# START OF ARTICLE
- Theatrical release poster, photography by Guy R. Gane
- Directed by: Ralph Wilcox
- Written by: Ralph Wilcox
- Based on: Hope & Redemption by Lela Bond Phillips
- Produced by: Dennis Johnson Ralph Wilcox
- Starring: Tichina Arnold Peter Coyote
- Distributed by: American World Pictures
- Release date: April 10, 2008;
- Running time: 106 minutes
- Country: United States
- Language: English

= The Lena Baker Story =

2008 film by Ralph Wilcox

Hope & Redemption: The Lena Baker Story is a 2008 historical film. It is an adaptation of the book by Lela Bond Phillips, which chronicles the life and death of Lena Baker, an African-American woman in Georgia who was convicted in 1945 of capital murder and was the only woman to be executed by electric chair. She was posthumously pardoned by the state in 2005. The film was written for the screen and directed by Ralph Wilcox and stars Tichina Arnold and Peter Coyote.
# END OF ARTICLE
REQUESTS:
1 > Could you write out the passage of the film article starting with "2008 film by" and going on through "and Peter Coyote.", word for word?
2 > Which lines of the listing contain the word "fence"? Show each of them in full, counting only matches with the same case.
# START OF INFORMATION GIVEN
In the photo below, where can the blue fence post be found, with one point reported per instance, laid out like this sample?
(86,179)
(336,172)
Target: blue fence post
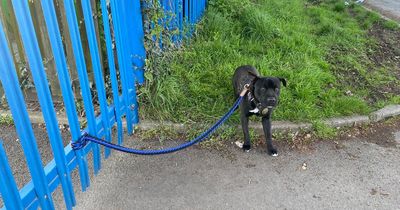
(17,105)
(83,77)
(123,62)
(31,46)
(8,187)
(65,81)
(97,70)
(134,21)
(113,73)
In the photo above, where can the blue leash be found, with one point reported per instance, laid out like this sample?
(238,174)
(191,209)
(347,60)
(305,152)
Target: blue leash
(86,137)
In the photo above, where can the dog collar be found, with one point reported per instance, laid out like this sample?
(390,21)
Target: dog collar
(253,103)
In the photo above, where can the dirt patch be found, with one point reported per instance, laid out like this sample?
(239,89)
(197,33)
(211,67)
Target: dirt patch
(381,133)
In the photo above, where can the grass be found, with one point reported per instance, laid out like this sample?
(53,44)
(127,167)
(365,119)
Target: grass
(320,47)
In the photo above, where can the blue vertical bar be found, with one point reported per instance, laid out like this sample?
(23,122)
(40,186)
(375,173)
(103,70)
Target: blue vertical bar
(136,36)
(180,19)
(16,103)
(128,70)
(98,73)
(64,78)
(31,46)
(122,61)
(82,74)
(8,187)
(113,73)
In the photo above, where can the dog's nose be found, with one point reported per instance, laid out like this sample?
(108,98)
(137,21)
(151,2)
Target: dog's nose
(271,100)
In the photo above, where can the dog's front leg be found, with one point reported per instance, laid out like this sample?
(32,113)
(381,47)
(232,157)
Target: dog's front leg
(266,121)
(244,119)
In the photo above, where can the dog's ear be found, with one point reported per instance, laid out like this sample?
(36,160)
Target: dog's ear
(253,74)
(283,80)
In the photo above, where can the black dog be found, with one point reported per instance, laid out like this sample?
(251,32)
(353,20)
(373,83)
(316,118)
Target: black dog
(260,100)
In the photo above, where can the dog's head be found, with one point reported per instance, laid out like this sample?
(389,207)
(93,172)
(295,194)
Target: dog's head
(266,91)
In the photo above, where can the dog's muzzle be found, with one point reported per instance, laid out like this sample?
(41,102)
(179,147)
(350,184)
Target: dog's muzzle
(264,111)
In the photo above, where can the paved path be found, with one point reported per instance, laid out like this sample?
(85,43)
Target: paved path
(388,8)
(350,174)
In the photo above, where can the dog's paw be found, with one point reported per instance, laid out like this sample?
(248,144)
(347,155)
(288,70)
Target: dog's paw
(273,152)
(246,147)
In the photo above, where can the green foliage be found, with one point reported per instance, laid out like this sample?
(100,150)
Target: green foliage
(315,45)
(323,131)
(391,25)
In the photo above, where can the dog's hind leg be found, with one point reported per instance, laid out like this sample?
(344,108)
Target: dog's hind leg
(244,119)
(266,121)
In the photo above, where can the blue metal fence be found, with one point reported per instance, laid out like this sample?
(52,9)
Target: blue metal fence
(127,26)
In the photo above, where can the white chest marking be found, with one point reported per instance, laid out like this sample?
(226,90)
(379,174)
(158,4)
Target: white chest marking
(256,110)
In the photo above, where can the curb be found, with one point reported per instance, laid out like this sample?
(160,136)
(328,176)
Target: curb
(281,126)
# END OF INFORMATION GIVEN
SOLUTION SET:
1 >
2008 film by Ralph Wilcox

Hope & Redemption: The Lena Baker Story is a 2008 historical film. It is an adaptation of the book by Lela Bond Phillips, which chronicles the life and death of Lena Baker, an African-American woman in Georgia who was convicted in 1945 of capital murder and was the only woman to be executed by electric chair. She was posthumously pardoned by the state in 2005. The film was written for the screen and directed by Ralph Wilcox and stars Tichina Arnold and Peter Coyote.

2 >
In the photo below, where can the blue fence post be found, with one point reported per instance, laid out like this sample?
Target: blue fence post
In the photo above, where can the blue metal fence be found, with one point reported per instance, laid out like this sample?
Target: blue metal fence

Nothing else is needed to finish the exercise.